--- GIVEN DATA Enclosed Below ---
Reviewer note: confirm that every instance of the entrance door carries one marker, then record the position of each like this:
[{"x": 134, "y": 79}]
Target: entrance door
--- End of Enclosed GIVEN DATA ---
--- GIVEN DATA Enclosed Below ---
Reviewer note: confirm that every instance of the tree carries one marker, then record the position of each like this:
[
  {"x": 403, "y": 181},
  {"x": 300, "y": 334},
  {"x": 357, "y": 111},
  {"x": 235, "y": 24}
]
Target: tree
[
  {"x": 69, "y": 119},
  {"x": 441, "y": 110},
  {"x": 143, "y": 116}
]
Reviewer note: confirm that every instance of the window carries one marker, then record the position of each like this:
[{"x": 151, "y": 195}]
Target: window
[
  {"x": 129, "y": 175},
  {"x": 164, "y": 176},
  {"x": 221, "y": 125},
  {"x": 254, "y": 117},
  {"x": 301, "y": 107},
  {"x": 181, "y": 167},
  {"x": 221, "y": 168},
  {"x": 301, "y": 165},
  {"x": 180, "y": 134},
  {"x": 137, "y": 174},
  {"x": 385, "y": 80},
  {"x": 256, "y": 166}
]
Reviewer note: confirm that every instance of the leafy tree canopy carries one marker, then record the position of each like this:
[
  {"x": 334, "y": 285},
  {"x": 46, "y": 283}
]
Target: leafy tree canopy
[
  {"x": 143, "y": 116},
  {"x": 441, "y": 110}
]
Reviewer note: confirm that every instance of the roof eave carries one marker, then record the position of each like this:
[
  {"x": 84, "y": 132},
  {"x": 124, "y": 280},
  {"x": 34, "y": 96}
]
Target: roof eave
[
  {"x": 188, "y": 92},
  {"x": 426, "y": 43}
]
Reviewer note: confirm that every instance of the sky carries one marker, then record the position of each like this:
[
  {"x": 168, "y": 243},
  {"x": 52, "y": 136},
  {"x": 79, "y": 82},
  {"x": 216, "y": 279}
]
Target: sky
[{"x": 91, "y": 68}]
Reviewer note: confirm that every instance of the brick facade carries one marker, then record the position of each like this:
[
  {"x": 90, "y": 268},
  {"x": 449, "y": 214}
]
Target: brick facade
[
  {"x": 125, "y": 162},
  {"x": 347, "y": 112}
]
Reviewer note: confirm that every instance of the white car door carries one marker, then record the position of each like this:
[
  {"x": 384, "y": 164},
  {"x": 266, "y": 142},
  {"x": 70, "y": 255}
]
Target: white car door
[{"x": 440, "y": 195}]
--- End of Enclosed GIVEN DATA ---
◆ **YOUR INSTRUCTIONS**: Go through the material line by line. Show each line that contains the string "entrance".

◆ **ANSWER TO THE PROBLEM**:
Reviewer note: confirm that every instance of the entrance door carries one marker, then record the position of each like this:
Target: entrance door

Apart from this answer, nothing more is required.